What to produce:
Transcribe the material below exactly as it appears.

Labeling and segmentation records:
········

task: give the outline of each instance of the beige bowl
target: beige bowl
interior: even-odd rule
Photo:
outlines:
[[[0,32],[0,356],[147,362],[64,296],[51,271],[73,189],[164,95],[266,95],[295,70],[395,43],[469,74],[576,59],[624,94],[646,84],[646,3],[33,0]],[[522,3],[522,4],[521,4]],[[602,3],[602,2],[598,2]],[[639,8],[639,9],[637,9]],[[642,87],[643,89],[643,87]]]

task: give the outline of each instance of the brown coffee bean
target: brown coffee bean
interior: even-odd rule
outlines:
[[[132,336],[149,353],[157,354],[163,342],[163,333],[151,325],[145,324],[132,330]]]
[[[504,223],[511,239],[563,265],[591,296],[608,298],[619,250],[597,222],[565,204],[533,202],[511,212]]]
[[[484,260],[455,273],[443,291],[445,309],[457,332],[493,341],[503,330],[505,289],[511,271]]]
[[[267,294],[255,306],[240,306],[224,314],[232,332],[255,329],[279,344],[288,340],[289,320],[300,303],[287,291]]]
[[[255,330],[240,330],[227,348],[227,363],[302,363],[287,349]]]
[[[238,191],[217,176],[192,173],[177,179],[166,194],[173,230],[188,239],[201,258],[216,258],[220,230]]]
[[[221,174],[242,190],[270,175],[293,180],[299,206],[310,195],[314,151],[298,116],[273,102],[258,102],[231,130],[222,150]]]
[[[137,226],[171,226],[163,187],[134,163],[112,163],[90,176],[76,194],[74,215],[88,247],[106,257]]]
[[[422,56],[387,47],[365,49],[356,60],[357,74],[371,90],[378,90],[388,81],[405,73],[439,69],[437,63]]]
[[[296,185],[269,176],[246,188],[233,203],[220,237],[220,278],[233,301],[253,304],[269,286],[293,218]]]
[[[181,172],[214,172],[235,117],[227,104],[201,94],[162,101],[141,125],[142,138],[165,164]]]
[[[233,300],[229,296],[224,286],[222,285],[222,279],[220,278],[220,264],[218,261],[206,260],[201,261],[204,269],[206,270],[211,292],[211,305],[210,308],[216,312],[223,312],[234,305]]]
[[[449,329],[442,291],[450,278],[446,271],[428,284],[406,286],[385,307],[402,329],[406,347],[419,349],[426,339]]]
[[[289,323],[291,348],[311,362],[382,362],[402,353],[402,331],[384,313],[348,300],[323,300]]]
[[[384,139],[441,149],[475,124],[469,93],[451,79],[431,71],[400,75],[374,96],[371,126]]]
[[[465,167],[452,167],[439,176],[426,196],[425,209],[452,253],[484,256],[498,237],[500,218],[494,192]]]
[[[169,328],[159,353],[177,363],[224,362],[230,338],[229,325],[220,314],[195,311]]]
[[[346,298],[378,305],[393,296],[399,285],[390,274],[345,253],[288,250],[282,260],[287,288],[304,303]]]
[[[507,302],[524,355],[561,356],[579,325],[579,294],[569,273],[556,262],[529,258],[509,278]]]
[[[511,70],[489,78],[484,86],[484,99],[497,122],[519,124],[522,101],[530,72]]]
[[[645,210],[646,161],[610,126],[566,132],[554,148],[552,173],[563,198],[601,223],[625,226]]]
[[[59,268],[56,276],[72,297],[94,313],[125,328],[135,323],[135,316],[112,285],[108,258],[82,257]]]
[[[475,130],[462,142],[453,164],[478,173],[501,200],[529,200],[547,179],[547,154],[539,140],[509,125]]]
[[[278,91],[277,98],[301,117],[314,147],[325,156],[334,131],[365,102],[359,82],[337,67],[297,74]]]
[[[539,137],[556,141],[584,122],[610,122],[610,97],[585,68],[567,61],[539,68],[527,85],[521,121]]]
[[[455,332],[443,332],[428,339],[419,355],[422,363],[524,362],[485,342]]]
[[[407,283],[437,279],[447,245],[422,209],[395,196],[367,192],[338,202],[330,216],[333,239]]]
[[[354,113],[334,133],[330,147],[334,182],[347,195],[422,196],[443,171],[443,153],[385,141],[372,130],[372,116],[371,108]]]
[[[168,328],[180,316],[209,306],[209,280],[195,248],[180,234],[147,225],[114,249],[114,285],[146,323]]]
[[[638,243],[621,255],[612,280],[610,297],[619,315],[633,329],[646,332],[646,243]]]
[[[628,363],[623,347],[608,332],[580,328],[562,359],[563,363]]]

········

Result of this exercise:
task: give the outline of each instance of the beige bowl
target: beige bowl
interior: even-odd rule
Photo:
outlines:
[[[0,32],[0,356],[147,362],[64,296],[51,271],[73,189],[164,95],[266,95],[295,70],[395,43],[469,74],[576,59],[624,94],[646,84],[646,3],[33,0]],[[522,3],[522,4],[521,4]],[[602,3],[602,2],[598,2]],[[639,8],[639,9],[637,9]],[[642,87],[643,89],[643,87]]]

task: give the outline of each instance of the brown coffee bean
target: brown coffee bean
interior: even-odd rule
outlines:
[[[132,336],[149,353],[157,354],[163,342],[163,333],[151,325],[145,324],[132,330]]]
[[[504,223],[511,239],[563,265],[591,296],[608,298],[619,250],[597,222],[565,204],[533,202],[511,212]]]
[[[484,260],[455,273],[443,291],[445,309],[457,332],[493,341],[503,330],[505,289],[511,271]]]
[[[267,294],[255,306],[240,306],[224,314],[232,332],[255,329],[279,344],[288,340],[289,320],[300,303],[287,291]]]
[[[255,330],[240,330],[227,348],[227,363],[302,363],[287,349]]]
[[[238,191],[217,176],[192,173],[177,179],[166,194],[173,230],[188,239],[201,258],[216,258],[220,230]]]
[[[221,174],[242,190],[270,175],[293,180],[299,206],[310,195],[314,151],[298,116],[273,102],[258,102],[231,130],[222,150]]]
[[[137,226],[171,226],[163,187],[134,163],[112,163],[90,176],[76,194],[74,215],[88,247],[106,257]]]
[[[422,56],[387,47],[365,49],[356,60],[357,74],[371,90],[378,90],[388,81],[405,73],[439,69],[437,63]]]
[[[296,185],[269,176],[246,188],[233,203],[220,237],[220,278],[233,301],[253,304],[269,286],[293,218]]]
[[[181,172],[214,172],[235,117],[227,104],[201,94],[162,101],[141,125],[142,138],[165,164]]]
[[[233,300],[229,296],[224,286],[222,285],[222,279],[220,278],[220,264],[218,261],[206,260],[201,261],[204,269],[206,270],[211,292],[211,305],[210,308],[216,312],[223,312],[234,305]]]
[[[449,329],[442,291],[450,278],[446,271],[428,284],[406,286],[385,307],[402,329],[406,347],[419,349],[426,339]]]
[[[289,323],[291,348],[311,362],[382,362],[402,353],[402,331],[384,313],[348,300],[323,300]]]
[[[384,139],[441,149],[475,124],[469,93],[451,79],[431,71],[400,75],[374,96],[371,126]]]
[[[465,167],[452,167],[439,176],[426,196],[425,209],[452,253],[484,256],[498,237],[500,218],[494,192]]]
[[[169,328],[159,353],[177,363],[224,362],[230,338],[229,325],[220,314],[195,311]]]
[[[346,298],[378,305],[393,296],[399,285],[390,274],[345,253],[288,250],[282,260],[287,288],[304,303]]]
[[[507,302],[524,355],[561,356],[579,325],[579,294],[569,273],[556,262],[529,258],[509,278]]]
[[[511,70],[489,78],[484,86],[484,99],[497,122],[519,124],[522,101],[530,72]]]
[[[645,210],[646,161],[610,126],[566,132],[554,148],[552,173],[563,198],[601,223],[625,226]]]
[[[59,268],[56,276],[72,297],[94,313],[125,328],[135,323],[135,316],[112,285],[108,258],[82,257]]]
[[[475,130],[462,142],[453,164],[478,173],[501,200],[529,200],[547,179],[547,154],[539,140],[509,125]]]
[[[278,91],[277,98],[301,117],[314,147],[325,156],[334,131],[365,102],[359,82],[337,67],[297,74]]]
[[[539,137],[556,141],[584,122],[610,122],[610,97],[585,68],[567,61],[539,68],[527,85],[521,121]]]
[[[455,332],[443,332],[428,339],[419,355],[422,363],[524,362],[485,342]]]
[[[407,283],[437,279],[447,245],[422,209],[395,196],[367,192],[338,202],[330,216],[333,239]]]
[[[354,113],[334,133],[330,147],[334,182],[347,195],[422,196],[443,171],[443,153],[385,141],[372,130],[372,116],[371,108]]]
[[[168,328],[180,316],[209,306],[209,280],[195,248],[180,234],[147,225],[114,249],[114,285],[146,323]]]
[[[638,243],[621,255],[612,280],[610,297],[619,315],[633,329],[646,332],[646,243]]]
[[[628,363],[623,347],[608,332],[580,328],[562,359],[563,363]]]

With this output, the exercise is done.